* **Selected text**:
# Brush bandit 150



## lineman griff (Aug 11, 2013)

Hello, I'm needing some advice on a brush bandit 150 chipper. It is a 1992 with a Perkins diesel with around 2000 hours. It is up for sale by a private individual. I don't have any experience with brush bandits and I need some advice.
Is this a good chipper? I'm just a private tree climber who cuts on the side. On average I do 8-10 jobs a month. I'm sick of throwing brush in the dump trailer and continuously jumping in to cut it down.
Would this be a good chipper for me?
I've also been looking at vermeers 1250s.


----------



## CalTreeEquip (Aug 11, 2013)

Those are nice chippers if they are working well. I would take a 150 over a BC1250.


----------



## lineman griff (Aug 11, 2013)

How big of a limb can that 150 take?


----------



## CalTreeEquip (Aug 11, 2013)

It has a 12" capacity although you'll have a hard time getting something that big under the roller. It can be just take takes some effort. 9" diameter logs are no problem. The 150 is just about the same thing as a Bandit 200. The feed rollers are set
to run at a slower speed then the 200. This makes for a more safe operations and produces smaller chips.


----------



## Oldmaple (Aug 11, 2013)

* **What is asked**:
**a.** Translate this sentence from the chipper thread into Spanish: "I would take a 150 over a BC1250."
**b.** Reproduce everything in the chipper thread from "# Brush bandit" down to "need some advice.".
The records that come next are separate from the chipper thread.

* **Material**:
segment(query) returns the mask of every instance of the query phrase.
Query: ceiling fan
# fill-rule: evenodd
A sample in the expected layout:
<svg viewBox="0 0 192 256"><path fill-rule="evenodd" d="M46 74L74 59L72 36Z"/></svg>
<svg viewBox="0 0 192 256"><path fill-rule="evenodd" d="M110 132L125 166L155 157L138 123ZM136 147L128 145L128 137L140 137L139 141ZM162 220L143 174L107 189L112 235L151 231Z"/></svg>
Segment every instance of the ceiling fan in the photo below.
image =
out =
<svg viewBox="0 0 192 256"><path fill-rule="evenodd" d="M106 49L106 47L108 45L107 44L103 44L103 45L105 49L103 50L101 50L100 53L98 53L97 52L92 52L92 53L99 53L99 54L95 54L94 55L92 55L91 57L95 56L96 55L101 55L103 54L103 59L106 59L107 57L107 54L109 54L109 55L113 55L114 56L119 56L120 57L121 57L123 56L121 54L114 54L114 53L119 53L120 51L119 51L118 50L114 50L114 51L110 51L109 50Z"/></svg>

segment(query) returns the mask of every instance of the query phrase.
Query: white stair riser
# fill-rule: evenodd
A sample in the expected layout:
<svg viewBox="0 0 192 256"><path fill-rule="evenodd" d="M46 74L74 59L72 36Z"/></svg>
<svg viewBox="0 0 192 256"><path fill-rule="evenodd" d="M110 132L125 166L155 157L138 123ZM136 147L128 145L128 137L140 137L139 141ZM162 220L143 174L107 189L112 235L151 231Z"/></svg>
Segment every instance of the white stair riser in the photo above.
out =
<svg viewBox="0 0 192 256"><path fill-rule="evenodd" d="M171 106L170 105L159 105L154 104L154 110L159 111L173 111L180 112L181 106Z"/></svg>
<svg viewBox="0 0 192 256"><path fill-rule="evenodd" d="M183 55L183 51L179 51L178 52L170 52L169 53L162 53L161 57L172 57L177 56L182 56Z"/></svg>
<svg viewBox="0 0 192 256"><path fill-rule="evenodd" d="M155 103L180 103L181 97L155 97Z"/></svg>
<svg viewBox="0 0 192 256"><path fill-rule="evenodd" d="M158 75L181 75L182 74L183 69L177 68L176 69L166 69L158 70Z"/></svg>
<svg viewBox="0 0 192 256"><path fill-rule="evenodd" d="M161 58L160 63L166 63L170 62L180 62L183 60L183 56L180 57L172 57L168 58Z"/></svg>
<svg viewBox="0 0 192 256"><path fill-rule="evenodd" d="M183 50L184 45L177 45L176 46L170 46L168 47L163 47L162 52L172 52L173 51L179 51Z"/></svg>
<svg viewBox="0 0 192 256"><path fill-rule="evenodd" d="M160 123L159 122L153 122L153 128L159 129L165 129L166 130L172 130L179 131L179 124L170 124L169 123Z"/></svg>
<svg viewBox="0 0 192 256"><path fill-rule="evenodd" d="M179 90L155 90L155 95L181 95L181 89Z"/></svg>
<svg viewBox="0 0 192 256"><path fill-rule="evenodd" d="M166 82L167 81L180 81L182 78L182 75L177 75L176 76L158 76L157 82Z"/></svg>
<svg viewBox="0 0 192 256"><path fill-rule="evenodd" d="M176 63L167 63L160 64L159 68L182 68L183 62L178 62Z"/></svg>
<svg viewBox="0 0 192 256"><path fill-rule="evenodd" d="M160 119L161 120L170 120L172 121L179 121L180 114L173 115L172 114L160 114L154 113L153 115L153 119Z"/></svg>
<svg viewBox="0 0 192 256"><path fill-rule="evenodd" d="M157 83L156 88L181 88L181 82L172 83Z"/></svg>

* **Results in order**:
**a.** Yo elegiría una 150 antes que una BC1250.

**b.**
# Brush bandit 150



## lineman griff (Aug 11, 2013)

Hello, I'm needing some advice on a brush bandit 150 chipper. It is a 1992 with a Perkins diesel with around 2000 hours. It is up for sale by a private individual. I don't have any experience with brush bandits and I need some advice.